> **Textabschnitt**:
»»

Wir leben von und mit Pflanzen und ihren Produkten. Pflanzen sind wie selbstverständlich da und bleiben als Lebewesen den meisten von uns doch erstaunlich fremd. Dabei entgeht uns ein doppeltes botanisches Drama.
Zum einen das Drama pflanzlichen Lebens selbst, mit seiner unendlichen Vielfalt an Formen und Lebensweisen. Wo wir einzelne Pflanzen sehen, verkennen wir die Netzwerke, in die sie eingebunden sind. Vieles davon geschieht im Boden, den wir als Lebensraum kaum beachten. Manche der pflanzlichen Arten haben eine Überlebensstrategie für Jahrtausende entwickelt. Der übliche Planungshorizont der gegenwärtigen Gesellschaften ist verglichen damit winzig.

««

> **Folgendes bearbeiten**:
1 > Schreiben Sie aus dem Text über Pflanzen die Stelle von „Wir leben von“ bis einschließlich „doppeltes botanisches Drama.“ wortgetreu ab.
2 > Prüfen Sie anhand des Textes über Pflanzen, ob die folgenden Aussagen zutreffen. Antworten Sie jeweils mit Ja oder Nein und zitieren Sie die entscheidenden Worte wörtlich.
(a) Pflanzen sind den meisten Menschen als Lebewesen vertraut.
(b) Vieles von dem, worin Pflanzen eingebunden sind, geschieht im Boden.
(c) Der übliche Planungshorizont heutiger Gesellschaften ist im Vergleich zu pflanzlichen Überlebensstrategien groß.
3 > Fassen Sie den Absatz des Pflanzentextes, der mit „Zum einen das Drama“ beginnt, als kurze Liste mit seinen wichtigsten Aussagen zusammen.

Einträge aus einem Datensatz
»»

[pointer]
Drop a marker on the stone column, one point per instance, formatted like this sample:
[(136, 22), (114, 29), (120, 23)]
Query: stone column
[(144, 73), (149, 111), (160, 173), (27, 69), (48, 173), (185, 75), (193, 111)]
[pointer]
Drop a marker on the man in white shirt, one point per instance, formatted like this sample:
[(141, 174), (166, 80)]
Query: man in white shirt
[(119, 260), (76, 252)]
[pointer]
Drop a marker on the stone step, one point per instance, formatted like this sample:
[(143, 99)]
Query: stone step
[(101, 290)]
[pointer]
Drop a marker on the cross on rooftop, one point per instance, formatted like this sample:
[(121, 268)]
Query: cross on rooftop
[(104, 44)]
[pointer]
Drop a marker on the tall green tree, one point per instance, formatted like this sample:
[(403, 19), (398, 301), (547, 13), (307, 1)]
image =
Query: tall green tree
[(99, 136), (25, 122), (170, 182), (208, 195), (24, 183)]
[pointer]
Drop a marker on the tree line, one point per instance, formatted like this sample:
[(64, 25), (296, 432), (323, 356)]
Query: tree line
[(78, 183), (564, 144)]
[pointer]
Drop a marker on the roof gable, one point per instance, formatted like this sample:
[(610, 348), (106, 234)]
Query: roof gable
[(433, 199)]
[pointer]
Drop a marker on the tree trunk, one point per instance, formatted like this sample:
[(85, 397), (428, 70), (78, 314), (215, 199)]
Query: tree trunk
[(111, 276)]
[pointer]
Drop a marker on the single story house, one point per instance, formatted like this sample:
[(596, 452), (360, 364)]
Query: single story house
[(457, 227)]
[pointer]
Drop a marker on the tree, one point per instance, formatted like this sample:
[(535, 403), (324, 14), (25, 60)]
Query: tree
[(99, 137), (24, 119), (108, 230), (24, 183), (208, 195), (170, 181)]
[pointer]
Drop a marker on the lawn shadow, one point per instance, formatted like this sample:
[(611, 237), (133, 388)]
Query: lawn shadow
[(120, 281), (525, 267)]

««

> **Ergebnisse der Übung**:
1 >
Wir leben von und mit Pflanzen und ihren Produkten. Pflanzen sind wie selbstverständlich da und bleiben als Lebewesen den meisten von uns doch erstaunlich fremd. Dabei entgeht uns ein doppeltes botanisches Drama.

2 >
(a) Nein: „bleiben als Lebewesen den meisten von uns doch erstaunlich fremd“
(b) Ja: „Vieles davon geschieht im Boden“
(c) Nein: „Der übliche Planungshorizont der gegenwärtigen Gesellschaften ist verglichen damit winzig.“

3 >
- Pflanzliches Leben zeigt eine unendliche Vielfalt an Formen und Lebensweisen.
- Wir sehen einzelne Pflanzen und verkennen die Netzwerke, in die sie eingebunden sind.
- Vieles davon geschieht im Boden, den wir als Lebensraum kaum beachten.
- Manche Arten haben eine Überlebensstrategie für Jahrtausende entwickelt.
- Verglichen damit ist der übliche Planungshorizont heutiger Gesellschaften winzig.